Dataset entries
────────

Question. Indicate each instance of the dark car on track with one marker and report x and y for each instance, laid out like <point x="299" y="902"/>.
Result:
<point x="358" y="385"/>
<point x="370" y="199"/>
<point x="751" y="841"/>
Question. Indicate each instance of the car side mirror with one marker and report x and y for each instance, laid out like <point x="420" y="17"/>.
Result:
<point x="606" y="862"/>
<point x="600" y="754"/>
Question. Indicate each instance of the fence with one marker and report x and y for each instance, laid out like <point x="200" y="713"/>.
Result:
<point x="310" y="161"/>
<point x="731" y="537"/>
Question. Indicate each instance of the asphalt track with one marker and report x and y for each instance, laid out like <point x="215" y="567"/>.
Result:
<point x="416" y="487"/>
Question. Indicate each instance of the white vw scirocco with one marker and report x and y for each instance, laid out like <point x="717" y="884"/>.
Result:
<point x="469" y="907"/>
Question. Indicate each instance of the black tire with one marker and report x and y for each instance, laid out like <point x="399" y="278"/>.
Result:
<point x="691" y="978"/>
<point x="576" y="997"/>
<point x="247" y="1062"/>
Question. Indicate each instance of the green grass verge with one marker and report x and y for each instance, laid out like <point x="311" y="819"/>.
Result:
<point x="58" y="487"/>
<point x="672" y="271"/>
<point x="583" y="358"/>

────────

= YOUR GOAL =
Recast every line of the records above as a Markdown table with two columns, Row and Line. Number the rows in order and omit any blank lines.

= REPLY TO THE EXERCISE =
| Row | Line |
|---|---|
| 1 | Question. Indicate each instance of the dark car on track with one marker and report x and y for each instance, laid out like <point x="299" y="902"/>. |
| 2 | Result: |
| 3 | <point x="358" y="385"/> |
| 4 | <point x="370" y="199"/> |
| 5 | <point x="751" y="841"/> |
| 6 | Question. Indicate each instance of the car side mirror with one marker and report x and y for each instance, laid out like <point x="420" y="17"/>. |
| 7 | Result: |
| 8 | <point x="606" y="862"/> |
| 9 | <point x="600" y="754"/> |
| 10 | Question. Indicate each instance of the fence with one marker and report x and y for each instance, laid out like <point x="200" y="713"/>. |
| 11 | Result: |
| 12 | <point x="310" y="161"/> |
| 13 | <point x="731" y="537"/> |
| 14 | Question. Indicate each instance of the asphalt track with one marker and report x and y for each instance, laid out like <point x="215" y="567"/>. |
| 15 | Result: |
| 16 | <point x="416" y="487"/> |
| 17 | Question. Indicate each instance of the white vw scirocco with one marker and report x and y for each instance, laid out like <point x="717" y="884"/>. |
| 18 | Result: |
| 19 | <point x="469" y="907"/> |
| 20 | Question. Indicate each instance of the black tire with one marker and report x and y for each instance, laid out like <point x="399" y="278"/>. |
| 21 | Result: |
| 22 | <point x="691" y="978"/> |
| 23 | <point x="576" y="997"/> |
| 24 | <point x="247" y="1062"/> |
| 25 | Question. Indicate each instance of the green grass verge with one marker and report x and y for each instance, laid out like <point x="311" y="819"/>. |
| 26 | Result: |
| 27 | <point x="58" y="487"/> |
| 28 | <point x="672" y="271"/> |
| 29 | <point x="583" y="358"/> |